What to do:
Please reproduce the records below word for word, keeping every line and character unchanged.

-----

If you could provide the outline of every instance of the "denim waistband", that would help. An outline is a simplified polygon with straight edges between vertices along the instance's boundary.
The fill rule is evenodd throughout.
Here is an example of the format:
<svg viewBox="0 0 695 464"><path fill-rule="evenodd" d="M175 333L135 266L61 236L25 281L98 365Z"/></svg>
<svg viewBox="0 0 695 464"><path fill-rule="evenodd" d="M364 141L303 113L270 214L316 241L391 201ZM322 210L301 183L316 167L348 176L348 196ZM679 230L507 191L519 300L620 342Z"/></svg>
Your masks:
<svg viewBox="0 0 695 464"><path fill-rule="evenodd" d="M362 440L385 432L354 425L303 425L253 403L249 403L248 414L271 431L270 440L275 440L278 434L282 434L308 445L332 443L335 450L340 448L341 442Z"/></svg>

-----

Solution to this task:
If you could provide the outline of every instance of the "denim waistband", that would help. An outline is a simplified polygon with straight edges between vertices along the instance's boundary.
The fill rule is evenodd throughout.
Here is an example of the format:
<svg viewBox="0 0 695 464"><path fill-rule="evenodd" d="M175 333L135 266L61 236L25 281L98 365Z"/></svg>
<svg viewBox="0 0 695 464"><path fill-rule="evenodd" d="M364 141L303 113L270 214L316 241L391 201ZM322 210L301 183L316 167L348 176L348 196ZM679 230L507 191L519 300L620 342Z"/></svg>
Your masks:
<svg viewBox="0 0 695 464"><path fill-rule="evenodd" d="M362 440L385 432L354 425L303 425L253 403L249 403L248 414L271 431L270 440L275 440L278 434L282 434L308 445L332 443L335 450L340 448L341 442Z"/></svg>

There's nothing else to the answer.